- REQUIRED TASK -
Rewrite the entries below, putting "deepest interior point" wherever "innermost point" appears and keeping everything else the same.

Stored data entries
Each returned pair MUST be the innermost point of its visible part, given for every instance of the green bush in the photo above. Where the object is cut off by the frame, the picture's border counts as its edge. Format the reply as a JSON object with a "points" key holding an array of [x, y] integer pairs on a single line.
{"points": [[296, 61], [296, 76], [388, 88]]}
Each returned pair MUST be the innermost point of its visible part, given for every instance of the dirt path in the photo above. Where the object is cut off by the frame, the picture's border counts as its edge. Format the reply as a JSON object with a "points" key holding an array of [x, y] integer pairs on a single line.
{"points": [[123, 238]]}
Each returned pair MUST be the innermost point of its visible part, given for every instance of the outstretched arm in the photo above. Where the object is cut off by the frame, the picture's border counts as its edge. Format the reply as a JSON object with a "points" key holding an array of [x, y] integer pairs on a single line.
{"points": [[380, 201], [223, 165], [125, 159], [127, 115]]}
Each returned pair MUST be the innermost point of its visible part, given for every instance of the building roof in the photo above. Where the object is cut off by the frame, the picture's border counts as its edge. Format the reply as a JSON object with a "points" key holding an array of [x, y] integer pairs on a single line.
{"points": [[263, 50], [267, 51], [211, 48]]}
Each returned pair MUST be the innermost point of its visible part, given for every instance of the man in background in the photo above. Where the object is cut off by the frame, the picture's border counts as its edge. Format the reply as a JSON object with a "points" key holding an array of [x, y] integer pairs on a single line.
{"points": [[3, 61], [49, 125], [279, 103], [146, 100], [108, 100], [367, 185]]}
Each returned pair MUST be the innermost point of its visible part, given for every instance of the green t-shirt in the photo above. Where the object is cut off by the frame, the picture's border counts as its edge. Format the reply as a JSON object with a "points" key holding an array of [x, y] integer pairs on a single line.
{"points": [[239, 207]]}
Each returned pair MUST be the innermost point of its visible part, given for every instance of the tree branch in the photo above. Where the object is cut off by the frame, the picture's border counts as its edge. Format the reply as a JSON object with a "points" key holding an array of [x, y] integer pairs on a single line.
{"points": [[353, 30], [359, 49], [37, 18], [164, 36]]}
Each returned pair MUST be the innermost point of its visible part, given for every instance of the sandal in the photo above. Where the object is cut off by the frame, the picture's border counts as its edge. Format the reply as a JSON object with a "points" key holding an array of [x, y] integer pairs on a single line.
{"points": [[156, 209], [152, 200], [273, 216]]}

- FINAL RESULT -
Each returned pair MUST be the deepest interior point of its visible part, given for every instance of the green bush in the photo above. Where the object is cut off by the frame, the picture's border counts as its edge. Format the reply as a JSON object with a "points" key holding an array of [x, y] integer pairs on a single line.
{"points": [[296, 61], [296, 76], [388, 88]]}
Each returned pair MUST be the deepest interior point of its visible part, given for every instance of the dirt path in the photo above. Where the object is cut off by the frame, the picture's border counts as its edge. Format the reply as a JSON object with a "points" key holding an array of [x, y] integer pairs on a single line.
{"points": [[123, 238]]}
Each returned pair MUST be the deepest interior point of its visible part, given for every instance of the outstretched arm in the photo above. Where the object is cut off by the frame, the picture's border counts as its edge. Format the reply as a JSON object with a "points" key holding an array of [x, y] integer pairs on a single line.
{"points": [[380, 201], [223, 165], [125, 159], [127, 115]]}
Each returned pair MUST be the deepest interior point of its visible part, given for every instance of the building roof in the photo above. Where the object is cut off by the frame, the picture's border counts as its edge. Format the reply as a JSON object with a "points" key holding an array of [x, y] integer pairs on a single line.
{"points": [[263, 50], [267, 51], [211, 48]]}
Each returned pair MUST be the deepest interior point of its visible part, given for every instance of the man in background in the photo above. Where the object is cut off by the frame, the picture's border counts as its edge. Format the reply as a JSON object with a "points" key holding an array of [x, y] integer pairs on a single line.
{"points": [[3, 61], [49, 125], [279, 103], [146, 100], [108, 100], [367, 185]]}
Each returned pair MUST be the deepest interior point of its visible part, given for every instance of the green t-shirt in the photo above. Where the object is cut off by the frame, the picture's border counts as its edge. Format the reply as a JSON object with a "points" key holding an array of [x, y] integer pairs on a single line.
{"points": [[239, 207]]}
Each returned pair MUST be the deepest interior point of its visible part, given for every instance of the tree branch in the photo above. Where the object is cut off by the frame, the picture's border counts as its edge. Format the reply as a JSON object with a "points" key holding an array of [x, y] integer pairs on a single line.
{"points": [[353, 30], [359, 49], [37, 18], [164, 36]]}
Each returned pair MUST be the deepest interior point of its visible part, given for every instance of the sandal in the photo above. Where the object is cut off by the frame, the picture's border counts as its edge. Format the reply as a JSON object with a "points" key holding an array of [x, y] integer pairs on a single line.
{"points": [[156, 209], [152, 200], [273, 216]]}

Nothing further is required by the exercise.